Start Page extract

Of the performances, I can only quote the words of Stan Lee – “Excelsior!”  Bale bears the bulk of the film – no surprise here, since he’s playing the eponymous Knight; as has been the case with the past two films in “The Dark Knight Trilogy,” the focus is as much (if not more so) on Bruce Wayne as on Batman.  His character evolves without ever feeling forced to do so, his quest both understandable and relatable, and his return to the Batsuit a welcome and applause-worthy moment.

Bale’s backed by a cast that doesn’t disappoint.  The old favorites – Michael Caine as Alfred, Morgan Freeman as Lucius Fox, and Gary Oldman as Jim Gordon – continue to turn in solid performances.  Bonus credit to Caine, who manages to do create (particularly in two specific scenes) a real and accessible version of the trusty butler that hasn’t been reached in the character’s seventy-year history.  More than just the snarky chauffeur or stolid voice of reason, Caine’s Alfred is a friend first, as much a father as Thomas Wayne was, and we feel his agony when he sees what Bruce has allowed himself to become.

As for the new faces, they’re welcome additions to the cast.  I see now why we needed so many new faces, and I’m glad especially that Joseph Gordon-Levitt was among them.  His John Blake is easily the most interesting new protagonist (more on the villains later), embodying many of the film’s – and trilogy’s – main themes without ever feeling shoehorned into an already full film.  I’ve said it once and I’ll say it again:  JGL is bound for stardom (if he’s not there already), and The Dark Knight Rises is another fantastic line on the résumé.

End Page extract
Start Recorded information

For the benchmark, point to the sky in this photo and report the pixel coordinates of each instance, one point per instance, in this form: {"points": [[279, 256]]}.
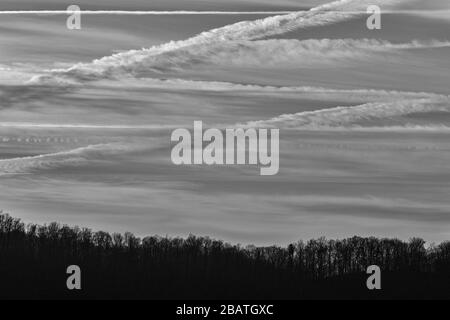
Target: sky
{"points": [[86, 118]]}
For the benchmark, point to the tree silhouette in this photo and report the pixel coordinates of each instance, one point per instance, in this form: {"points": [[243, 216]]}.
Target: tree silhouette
{"points": [[34, 258]]}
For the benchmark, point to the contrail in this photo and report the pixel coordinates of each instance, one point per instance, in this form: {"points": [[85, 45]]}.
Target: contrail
{"points": [[121, 12], [186, 12]]}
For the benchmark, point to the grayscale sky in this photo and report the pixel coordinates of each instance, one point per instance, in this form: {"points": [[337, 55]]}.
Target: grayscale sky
{"points": [[364, 117]]}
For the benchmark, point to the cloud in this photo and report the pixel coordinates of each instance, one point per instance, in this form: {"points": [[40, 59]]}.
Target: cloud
{"points": [[243, 31], [365, 115], [54, 160]]}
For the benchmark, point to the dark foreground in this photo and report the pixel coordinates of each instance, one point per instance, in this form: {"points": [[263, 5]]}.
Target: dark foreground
{"points": [[34, 260]]}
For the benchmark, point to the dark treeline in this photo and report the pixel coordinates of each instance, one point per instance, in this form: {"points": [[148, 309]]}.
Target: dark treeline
{"points": [[34, 258]]}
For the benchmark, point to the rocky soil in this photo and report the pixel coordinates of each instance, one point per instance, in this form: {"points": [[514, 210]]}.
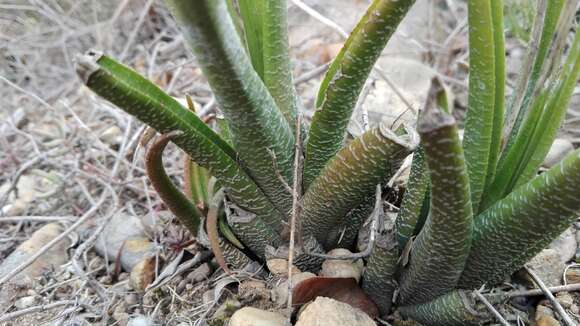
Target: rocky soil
{"points": [[84, 240]]}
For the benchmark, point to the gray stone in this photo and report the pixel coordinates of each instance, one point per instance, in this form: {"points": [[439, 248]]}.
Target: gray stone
{"points": [[250, 316], [324, 311], [548, 266], [342, 268], [560, 148]]}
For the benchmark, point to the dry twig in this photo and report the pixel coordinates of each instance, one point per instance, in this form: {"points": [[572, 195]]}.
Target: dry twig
{"points": [[563, 314]]}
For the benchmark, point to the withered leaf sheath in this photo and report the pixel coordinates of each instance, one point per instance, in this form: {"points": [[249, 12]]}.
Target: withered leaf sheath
{"points": [[349, 179], [261, 135]]}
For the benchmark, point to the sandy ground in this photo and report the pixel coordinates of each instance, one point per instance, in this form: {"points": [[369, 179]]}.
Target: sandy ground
{"points": [[67, 156]]}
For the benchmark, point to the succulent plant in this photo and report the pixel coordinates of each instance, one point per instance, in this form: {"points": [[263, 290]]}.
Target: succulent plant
{"points": [[474, 210]]}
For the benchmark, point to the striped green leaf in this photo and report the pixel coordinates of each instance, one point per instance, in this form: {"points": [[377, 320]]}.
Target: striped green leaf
{"points": [[348, 180], [142, 99], [517, 227], [260, 133], [480, 121], [344, 81], [174, 199], [437, 259]]}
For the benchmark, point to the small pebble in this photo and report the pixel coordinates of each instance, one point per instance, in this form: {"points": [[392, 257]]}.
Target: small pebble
{"points": [[131, 299]]}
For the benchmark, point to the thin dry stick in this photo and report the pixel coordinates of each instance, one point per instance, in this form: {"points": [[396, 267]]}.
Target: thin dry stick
{"points": [[15, 219], [296, 190], [54, 241], [537, 292], [372, 237], [491, 308], [311, 74], [318, 16], [99, 289], [35, 309], [565, 317]]}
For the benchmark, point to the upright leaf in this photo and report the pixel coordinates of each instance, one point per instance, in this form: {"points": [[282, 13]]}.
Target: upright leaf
{"points": [[480, 119], [517, 227], [142, 99], [348, 180], [261, 135], [277, 67], [499, 93], [549, 12], [439, 252], [522, 159], [344, 81], [252, 12]]}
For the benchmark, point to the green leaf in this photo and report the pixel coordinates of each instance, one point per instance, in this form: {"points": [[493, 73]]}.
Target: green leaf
{"points": [[480, 120], [348, 180], [516, 228], [196, 183], [437, 259], [252, 13], [499, 104], [260, 133], [174, 199], [530, 147], [457, 308], [379, 276], [543, 34], [554, 112], [344, 81], [277, 67], [413, 199], [142, 99]]}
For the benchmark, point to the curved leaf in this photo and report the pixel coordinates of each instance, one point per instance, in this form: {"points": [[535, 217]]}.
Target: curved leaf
{"points": [[174, 199], [348, 180], [142, 99], [260, 133]]}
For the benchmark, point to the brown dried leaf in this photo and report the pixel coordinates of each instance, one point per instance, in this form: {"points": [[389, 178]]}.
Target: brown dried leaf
{"points": [[341, 289]]}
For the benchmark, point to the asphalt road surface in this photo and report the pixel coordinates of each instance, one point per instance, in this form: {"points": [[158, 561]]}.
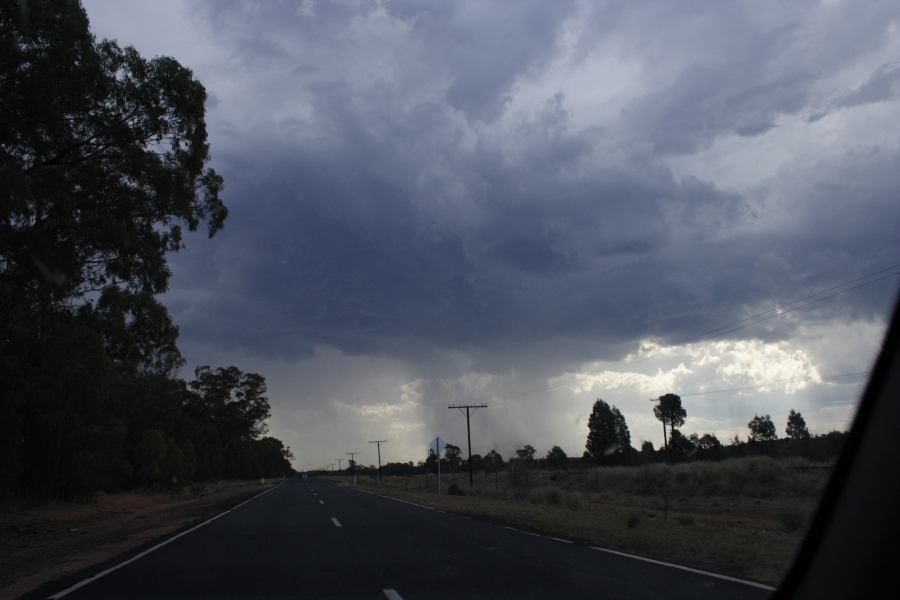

End Recorded information

• Required tasks:
1 – In the review, who plays Lucius Fox?
2 – Print the review verbatim from "Of the performances, I" to "and applause-worthy moment.".
The rows are separate material, unrelated to the review.

• Answers for the exercise:
1 – Morgan Freeman.

2 –
Of the performances, I can only quote the words of Stan Lee – “Excelsior!”  Bale bears the bulk of the film – no surprise here, since he’s playing the eponymous Knight; as has been the case with the past two films in “The Dark Knight Trilogy,” the focus is as much (if not more so) on Bruce Wayne as on Batman.  His character evolves without ever feeling forced to do so, his quest both understandable and relatable, and his return to the Batsuit a welcome and applause-worthy moment.